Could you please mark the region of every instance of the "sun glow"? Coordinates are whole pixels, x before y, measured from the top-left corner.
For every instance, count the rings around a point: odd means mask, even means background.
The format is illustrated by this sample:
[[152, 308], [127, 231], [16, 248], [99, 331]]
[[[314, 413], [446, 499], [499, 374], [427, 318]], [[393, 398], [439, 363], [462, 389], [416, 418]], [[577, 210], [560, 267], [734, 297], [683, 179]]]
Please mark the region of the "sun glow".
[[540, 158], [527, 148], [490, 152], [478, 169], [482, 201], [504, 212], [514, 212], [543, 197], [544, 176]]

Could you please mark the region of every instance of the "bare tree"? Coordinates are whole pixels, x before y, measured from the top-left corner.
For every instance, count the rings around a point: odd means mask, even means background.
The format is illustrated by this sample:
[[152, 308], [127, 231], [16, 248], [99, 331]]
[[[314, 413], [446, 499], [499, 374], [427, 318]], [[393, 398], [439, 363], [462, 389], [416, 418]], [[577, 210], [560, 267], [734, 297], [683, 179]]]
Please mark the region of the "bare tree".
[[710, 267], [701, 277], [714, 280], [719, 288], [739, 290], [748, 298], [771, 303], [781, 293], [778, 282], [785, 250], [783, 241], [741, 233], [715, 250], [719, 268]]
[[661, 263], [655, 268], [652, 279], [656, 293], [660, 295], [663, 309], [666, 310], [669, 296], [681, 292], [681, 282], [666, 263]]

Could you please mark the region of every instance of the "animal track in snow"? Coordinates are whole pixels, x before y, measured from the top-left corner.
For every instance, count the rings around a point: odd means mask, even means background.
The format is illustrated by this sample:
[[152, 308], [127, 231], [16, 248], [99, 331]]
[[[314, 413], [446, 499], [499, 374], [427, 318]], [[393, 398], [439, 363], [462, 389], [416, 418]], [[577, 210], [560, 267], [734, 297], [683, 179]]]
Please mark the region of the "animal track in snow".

• • • •

*Stated exercise*. Reproduce all of the records above word for word, line for line.

*Result for this exercise*.
Could you please mark the region of every instance of the "sun glow"? Coordinates are whole pixels, x before y, measured from the top-left corner.
For every instance, count the rings around a point: odd means mask, even means background.
The format is illustrated by this sample:
[[152, 308], [127, 231], [16, 248], [99, 331]]
[[[314, 413], [446, 499], [499, 374], [427, 318]], [[393, 398], [439, 363], [462, 389], [416, 418]], [[577, 210], [560, 267], [734, 297], [683, 179]]]
Please mark the region of the "sun glow".
[[540, 158], [527, 148], [490, 152], [478, 169], [482, 201], [504, 212], [514, 212], [543, 197], [544, 176]]

Could you please mark the region of every instance of the "bare tree"? Coordinates are whole pixels, x before y, measured from the top-left corner.
For every instance, count the rings around a point: odd means mask, even means background.
The format is illustrated by this sample:
[[152, 308], [127, 231], [16, 248], [99, 331]]
[[[314, 413], [446, 499], [499, 374], [427, 318]], [[393, 398], [439, 363], [462, 389], [416, 418]], [[577, 210], [560, 267], [734, 297], [683, 179]]]
Please mark the region of the "bare tree".
[[710, 267], [701, 277], [714, 280], [719, 288], [739, 290], [748, 298], [771, 303], [781, 293], [778, 282], [785, 250], [783, 241], [741, 233], [715, 250], [719, 268]]
[[661, 263], [655, 268], [652, 279], [656, 293], [660, 295], [663, 309], [666, 310], [669, 296], [681, 292], [681, 282], [666, 263]]

Could you please mark the region of every instance of the "animal track in snow"? Coordinates are whole pixels, x before y, measured from the top-left corner.
For every instance, count the rings around a point: odd means mask, even means background.
The format is illustrated by this sample:
[[152, 308], [127, 231], [16, 248], [99, 331]]
[[[314, 413], [446, 499], [499, 374], [427, 318]], [[393, 398], [439, 363], [462, 389], [416, 418]], [[577, 210], [560, 267], [734, 297], [683, 179]]]
Please mark the region of the "animal track in snow".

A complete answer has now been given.